:: Written request ::
Can you reproduce the blog post on the cleaning calendar word for word, starting with "I borrowed Fly" and going on through "except for Sunday."?

:: Text extract ::
(begin)

Friday, January 28, 2011

A Cleaning Calendar to Keep Your House Clean and to Reduce Your Meanness

Recently, I started receiving daily cleaning tasks through email from Fly Lady.  Each week she focuses on a different area in the house: kitchen, master bed and bath, living/dining room, etc.   During the week she gives different tasks that can be completed within 15 minute increments.  For instance, this week the emails have focused on the master bedroom and today’s chore is to clear off the top of the dresser of anything you have been intending to put away. 
Some may have a hard time believing that there are people in the world that need an email reminding them of doing these kinds of tasks.  I wish I could say I was one of those who just don’t understand, but unfortunately, I so understand and have loved getting these email reminders.  On days I just don’t want to clean (like every day) I receive a very uplifting email full of testimonials and tips.  There is a short and easy task that I can complete quickly and easily.  These little tasks add up over time, like change in a jar.  In no time I started to see the impact.  My closets and cabinets are a little more organized and I want to keep them that way. 
Fly Lady just introduced a new web based calendar that goes another step in keeping you on task.  I took a look, but the last thing I need is another calendar or account.  However, I really like the idea.  I have heard of scheduling cleaning on a calendar before.  I actually took a stab at it when I got “gung hoe” about doing a homemaking journal.  I spent a lot of time creating very elaborate schedules for daily, weekly, monthly, seasonal, and yearly cleaning and maintenance.  I used it precisely once and discovered that the next to last thing I need around here is more paper.   
I borrowed Fly Lady’s idea of using a calendar and created one in my Outlook calendar.  I have been faithfully using my Outlook calendar now for a few months so I feel like the habit of using it has been set.  I created a separate calendar from our normal activity calendar just for cleaning and journaling.  I will get to the journal in another post.

Each week is labeled A – D.  Each day I placed a reoccurring schedule item for each different area of the house, except for Sunday.
§  Monday – Kitchen
§  Tuesday – Living and Laundry Rooms
§  Wednesday – School and Dining Rooms
§  Thursday – Bedrooms and Playroom
§  Friday – Bathrooms
§  Saturday – Garage and Grounds
§  Sunday – Day of Rest
Within the item there is a list of things that need to be done for each week.  As an example, the item for today, Friday, is Bathrooms and looks like this:
Weekly
§  Scrub toilet
§  Disinfect/scrub sink/counter/tub
§  Sweep and mop floor
§  Change litter
Week A
§  Organize storage areas (cabinets, closets)
Week B
§  Wipe  Outside of Cabinets
§  Dust Decorations and Furniture
Week C
§  Walls, Windows, Doors
§  Ceiling and Floor
Week D
§  Clean Drains
§  Wash Curtains
You can see that I have ongoing weekly tasks in this room, but I also have tasks that only need to be done once a month if needed.  I only perform each task for 15 minutes.  If I feel I want to do more, I reset the timer and hit it again.  I don’t overwhelm myself with a marathon cleaning session.  I just stick to short cleaning bursts.
This is just a trial run on then schedule.  I know it isn’t perfect.  I may find that the shower curtain, for instance, needs to be washed weekly with the towels.  It is a cloth curtain, not a plastic liner.  I can adjust as needed.

(end)

:: Dataset extract ::
(begin)

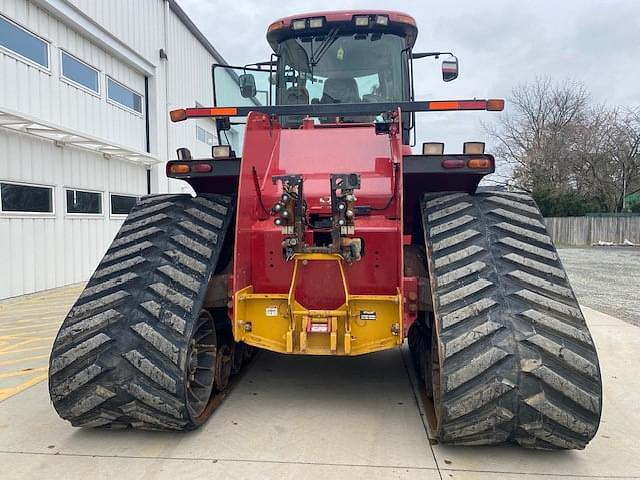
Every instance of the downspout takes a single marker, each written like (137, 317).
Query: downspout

(end)

:: Output of the task ::
I borrowed Fly Lady’s idea of using a calendar and created one in my Outlook calendar.  I have been faithfully using my Outlook calendar now for a few months so I feel like the habit of using it has been set.  I created a separate calendar from our normal activity calendar just for cleaning and journaling.  I will get to the journal in another post.

Each week is labeled A – D.  Each day I placed a reoccurring schedule item for each different area of the house, except for Sunday.